> TASK TO CARRY OUT
Beginning at the top of the data below, restate every line word for word until the line containing "Target: car door" has been included, and omit the pictures.

─── DATA SECTION ───

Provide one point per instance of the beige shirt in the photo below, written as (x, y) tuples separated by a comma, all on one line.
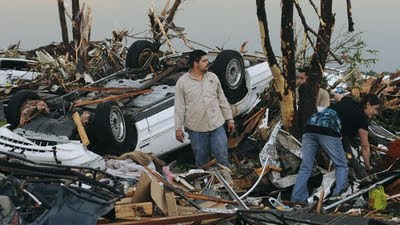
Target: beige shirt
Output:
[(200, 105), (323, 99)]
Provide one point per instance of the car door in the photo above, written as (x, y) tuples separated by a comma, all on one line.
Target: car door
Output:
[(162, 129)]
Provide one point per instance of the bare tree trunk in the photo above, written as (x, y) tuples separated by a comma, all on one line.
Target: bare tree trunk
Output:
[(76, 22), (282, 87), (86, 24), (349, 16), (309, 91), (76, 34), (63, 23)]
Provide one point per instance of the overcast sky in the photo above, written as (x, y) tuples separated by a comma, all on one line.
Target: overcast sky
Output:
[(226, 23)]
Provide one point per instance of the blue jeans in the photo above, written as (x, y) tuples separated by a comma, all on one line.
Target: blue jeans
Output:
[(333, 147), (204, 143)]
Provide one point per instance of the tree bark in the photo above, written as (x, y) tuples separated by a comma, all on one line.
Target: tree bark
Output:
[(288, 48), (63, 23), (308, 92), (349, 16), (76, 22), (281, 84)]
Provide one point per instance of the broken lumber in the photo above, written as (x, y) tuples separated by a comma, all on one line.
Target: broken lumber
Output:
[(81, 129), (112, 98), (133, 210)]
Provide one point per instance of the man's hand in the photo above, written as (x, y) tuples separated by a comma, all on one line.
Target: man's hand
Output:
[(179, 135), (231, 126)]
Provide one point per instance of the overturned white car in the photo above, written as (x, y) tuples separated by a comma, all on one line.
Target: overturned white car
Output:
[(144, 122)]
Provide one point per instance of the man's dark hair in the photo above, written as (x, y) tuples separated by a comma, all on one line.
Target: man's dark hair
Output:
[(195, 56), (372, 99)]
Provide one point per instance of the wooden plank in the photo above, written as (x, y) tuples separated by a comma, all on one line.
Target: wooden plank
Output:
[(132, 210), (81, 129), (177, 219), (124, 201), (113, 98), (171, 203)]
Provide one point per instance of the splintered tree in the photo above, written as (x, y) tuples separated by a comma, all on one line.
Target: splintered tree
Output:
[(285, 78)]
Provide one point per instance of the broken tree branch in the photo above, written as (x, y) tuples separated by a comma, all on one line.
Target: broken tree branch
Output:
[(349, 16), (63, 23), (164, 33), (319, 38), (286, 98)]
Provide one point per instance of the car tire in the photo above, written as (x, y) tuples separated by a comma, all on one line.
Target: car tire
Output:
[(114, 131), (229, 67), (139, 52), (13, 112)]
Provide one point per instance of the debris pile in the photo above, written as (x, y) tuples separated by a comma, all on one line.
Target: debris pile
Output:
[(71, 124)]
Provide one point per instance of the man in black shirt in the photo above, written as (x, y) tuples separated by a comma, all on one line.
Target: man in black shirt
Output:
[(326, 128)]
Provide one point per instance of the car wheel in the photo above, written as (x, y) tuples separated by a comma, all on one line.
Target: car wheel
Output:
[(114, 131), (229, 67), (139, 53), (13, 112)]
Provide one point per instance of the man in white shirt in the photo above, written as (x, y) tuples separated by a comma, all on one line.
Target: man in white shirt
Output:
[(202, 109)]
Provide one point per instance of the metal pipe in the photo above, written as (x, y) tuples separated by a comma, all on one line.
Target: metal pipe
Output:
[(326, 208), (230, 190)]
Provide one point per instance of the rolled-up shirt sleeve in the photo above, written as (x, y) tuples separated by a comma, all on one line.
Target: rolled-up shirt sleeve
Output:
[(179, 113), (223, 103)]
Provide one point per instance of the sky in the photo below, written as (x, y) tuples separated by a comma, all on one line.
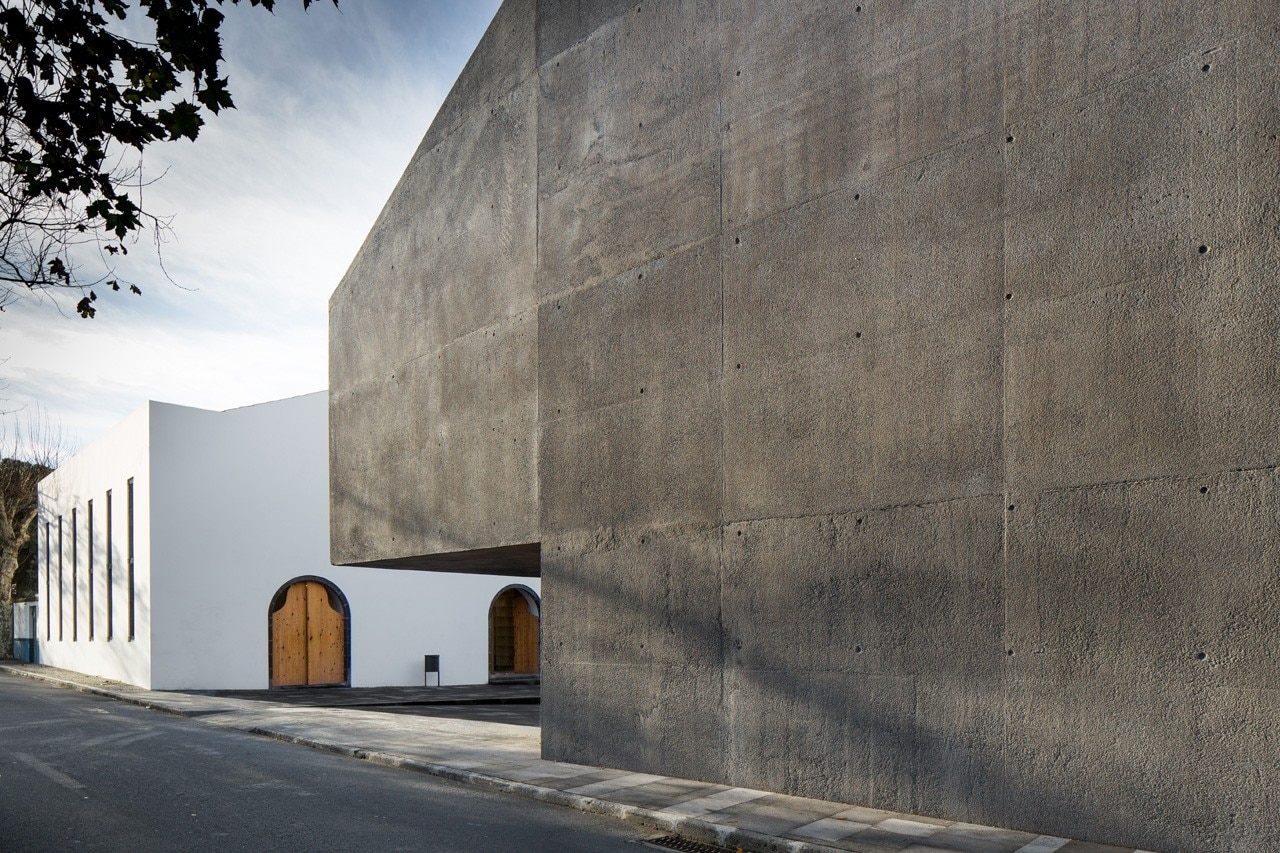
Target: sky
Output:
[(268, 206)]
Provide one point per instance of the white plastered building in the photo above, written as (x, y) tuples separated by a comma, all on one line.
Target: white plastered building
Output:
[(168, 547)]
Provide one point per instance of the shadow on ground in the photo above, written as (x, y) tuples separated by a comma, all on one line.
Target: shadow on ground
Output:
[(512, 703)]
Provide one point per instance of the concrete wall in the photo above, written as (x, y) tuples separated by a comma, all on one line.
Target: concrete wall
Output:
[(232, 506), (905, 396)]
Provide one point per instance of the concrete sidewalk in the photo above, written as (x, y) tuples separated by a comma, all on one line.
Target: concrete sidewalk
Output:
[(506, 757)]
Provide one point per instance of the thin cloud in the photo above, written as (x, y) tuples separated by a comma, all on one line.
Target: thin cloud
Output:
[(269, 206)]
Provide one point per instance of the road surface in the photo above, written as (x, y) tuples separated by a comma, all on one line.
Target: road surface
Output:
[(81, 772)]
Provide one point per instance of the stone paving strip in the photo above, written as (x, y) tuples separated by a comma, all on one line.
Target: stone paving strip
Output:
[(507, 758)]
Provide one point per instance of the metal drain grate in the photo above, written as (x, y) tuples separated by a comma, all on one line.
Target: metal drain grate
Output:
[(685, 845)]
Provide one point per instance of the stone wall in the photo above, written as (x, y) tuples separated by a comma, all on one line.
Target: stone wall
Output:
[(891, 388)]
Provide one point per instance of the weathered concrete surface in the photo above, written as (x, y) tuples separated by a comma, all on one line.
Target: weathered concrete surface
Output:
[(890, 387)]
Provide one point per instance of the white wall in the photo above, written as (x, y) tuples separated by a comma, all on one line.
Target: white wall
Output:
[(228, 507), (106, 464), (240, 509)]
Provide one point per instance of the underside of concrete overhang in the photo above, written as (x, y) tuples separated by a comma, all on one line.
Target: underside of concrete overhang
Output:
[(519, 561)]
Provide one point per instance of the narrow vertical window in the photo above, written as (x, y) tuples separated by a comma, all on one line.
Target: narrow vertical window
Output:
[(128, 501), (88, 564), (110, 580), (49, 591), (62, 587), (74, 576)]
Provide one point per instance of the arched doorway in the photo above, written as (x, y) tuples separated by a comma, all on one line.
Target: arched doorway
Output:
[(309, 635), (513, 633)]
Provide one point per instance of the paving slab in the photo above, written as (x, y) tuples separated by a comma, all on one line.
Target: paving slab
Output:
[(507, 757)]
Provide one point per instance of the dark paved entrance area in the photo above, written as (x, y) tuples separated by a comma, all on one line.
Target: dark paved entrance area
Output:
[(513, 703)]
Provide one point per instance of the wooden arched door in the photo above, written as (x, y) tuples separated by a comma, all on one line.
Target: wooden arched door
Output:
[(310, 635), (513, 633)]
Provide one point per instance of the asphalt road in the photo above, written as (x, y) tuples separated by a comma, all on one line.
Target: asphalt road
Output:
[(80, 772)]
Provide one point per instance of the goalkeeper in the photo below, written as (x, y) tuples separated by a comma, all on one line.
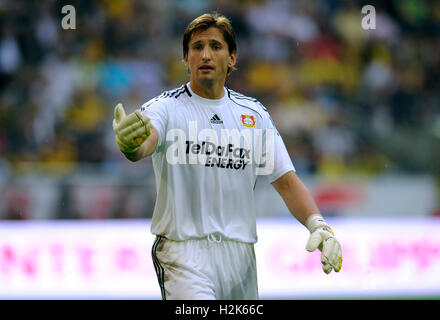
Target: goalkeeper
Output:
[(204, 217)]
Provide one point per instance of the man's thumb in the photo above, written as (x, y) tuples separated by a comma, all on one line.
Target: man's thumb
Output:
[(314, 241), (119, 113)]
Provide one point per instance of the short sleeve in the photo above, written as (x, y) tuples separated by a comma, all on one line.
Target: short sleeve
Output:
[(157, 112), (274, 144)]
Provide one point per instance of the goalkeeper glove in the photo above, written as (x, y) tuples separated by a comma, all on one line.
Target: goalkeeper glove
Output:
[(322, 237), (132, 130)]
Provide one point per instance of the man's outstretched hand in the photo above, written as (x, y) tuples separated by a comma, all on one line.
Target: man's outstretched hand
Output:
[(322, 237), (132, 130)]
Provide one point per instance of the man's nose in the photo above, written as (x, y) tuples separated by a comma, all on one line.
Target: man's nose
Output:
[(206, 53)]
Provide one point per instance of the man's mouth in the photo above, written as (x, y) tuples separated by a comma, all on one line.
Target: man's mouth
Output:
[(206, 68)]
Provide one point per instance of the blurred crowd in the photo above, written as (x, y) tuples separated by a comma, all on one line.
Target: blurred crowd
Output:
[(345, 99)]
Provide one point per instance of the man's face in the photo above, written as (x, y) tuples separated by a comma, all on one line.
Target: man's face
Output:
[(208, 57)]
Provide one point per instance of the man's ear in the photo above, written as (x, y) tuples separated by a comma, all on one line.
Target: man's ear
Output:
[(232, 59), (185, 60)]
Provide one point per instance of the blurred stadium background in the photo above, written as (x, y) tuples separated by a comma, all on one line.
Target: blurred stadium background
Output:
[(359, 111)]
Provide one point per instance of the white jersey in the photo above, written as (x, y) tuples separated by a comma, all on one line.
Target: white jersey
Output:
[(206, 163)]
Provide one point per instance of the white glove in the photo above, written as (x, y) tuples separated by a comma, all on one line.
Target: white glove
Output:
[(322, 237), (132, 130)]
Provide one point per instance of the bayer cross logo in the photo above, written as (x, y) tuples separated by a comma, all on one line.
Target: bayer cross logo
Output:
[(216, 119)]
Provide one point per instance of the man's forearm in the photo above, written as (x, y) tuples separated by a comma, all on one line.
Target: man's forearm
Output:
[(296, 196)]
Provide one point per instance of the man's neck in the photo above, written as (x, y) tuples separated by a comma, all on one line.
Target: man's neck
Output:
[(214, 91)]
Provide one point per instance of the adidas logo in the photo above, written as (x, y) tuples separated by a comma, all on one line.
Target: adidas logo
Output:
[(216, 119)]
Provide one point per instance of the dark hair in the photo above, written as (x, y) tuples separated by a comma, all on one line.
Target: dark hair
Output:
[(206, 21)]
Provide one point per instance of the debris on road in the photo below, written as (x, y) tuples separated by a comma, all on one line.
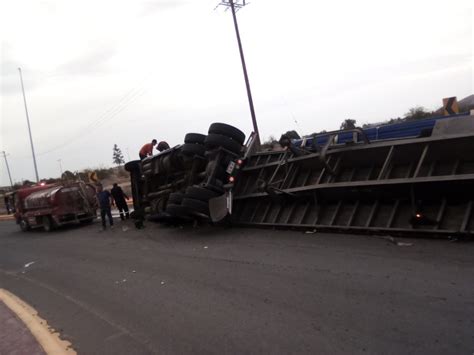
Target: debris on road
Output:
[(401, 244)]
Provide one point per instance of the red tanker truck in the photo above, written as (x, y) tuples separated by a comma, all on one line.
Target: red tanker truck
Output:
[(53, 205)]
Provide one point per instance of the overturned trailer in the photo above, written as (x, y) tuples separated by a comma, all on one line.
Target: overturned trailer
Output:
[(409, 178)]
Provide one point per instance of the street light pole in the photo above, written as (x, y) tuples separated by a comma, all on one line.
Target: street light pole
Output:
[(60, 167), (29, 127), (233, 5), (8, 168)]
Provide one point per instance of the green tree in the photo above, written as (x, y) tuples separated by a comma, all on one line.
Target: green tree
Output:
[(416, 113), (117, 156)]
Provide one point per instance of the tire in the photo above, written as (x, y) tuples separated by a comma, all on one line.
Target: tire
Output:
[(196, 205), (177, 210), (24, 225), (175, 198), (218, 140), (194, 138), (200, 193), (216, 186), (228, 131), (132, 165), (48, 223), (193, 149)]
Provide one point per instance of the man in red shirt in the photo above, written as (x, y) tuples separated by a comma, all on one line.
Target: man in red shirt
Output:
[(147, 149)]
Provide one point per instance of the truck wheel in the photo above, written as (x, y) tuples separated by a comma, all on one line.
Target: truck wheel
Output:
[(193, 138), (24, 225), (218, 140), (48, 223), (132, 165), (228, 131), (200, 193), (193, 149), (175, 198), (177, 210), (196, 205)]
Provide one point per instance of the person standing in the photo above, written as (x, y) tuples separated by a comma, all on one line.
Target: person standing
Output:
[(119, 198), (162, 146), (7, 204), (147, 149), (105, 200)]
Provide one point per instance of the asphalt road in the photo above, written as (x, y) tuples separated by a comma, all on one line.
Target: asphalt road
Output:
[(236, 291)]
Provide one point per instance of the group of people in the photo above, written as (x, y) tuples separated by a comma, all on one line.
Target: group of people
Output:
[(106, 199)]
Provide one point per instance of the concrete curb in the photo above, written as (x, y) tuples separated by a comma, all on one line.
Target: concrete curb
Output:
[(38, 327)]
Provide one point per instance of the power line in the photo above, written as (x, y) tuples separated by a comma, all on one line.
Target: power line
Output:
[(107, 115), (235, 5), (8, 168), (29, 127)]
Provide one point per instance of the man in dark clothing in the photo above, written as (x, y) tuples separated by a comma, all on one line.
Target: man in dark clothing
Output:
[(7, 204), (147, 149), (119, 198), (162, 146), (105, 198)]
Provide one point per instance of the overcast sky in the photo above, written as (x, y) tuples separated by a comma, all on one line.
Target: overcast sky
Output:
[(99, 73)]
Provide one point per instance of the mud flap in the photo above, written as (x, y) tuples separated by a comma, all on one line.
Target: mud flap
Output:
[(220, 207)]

───

> RESULT BELOW
Provide one point per instance of the beige shirt in the photo below, written as (x, y) tuples separated by a comma, all on one line.
Target: beige shirt
Output:
[(200, 105), (323, 99)]
Provide one point per instance of the car door in the photo above, written as (x, y) tuples separated by a comma, all on one line.
Target: car door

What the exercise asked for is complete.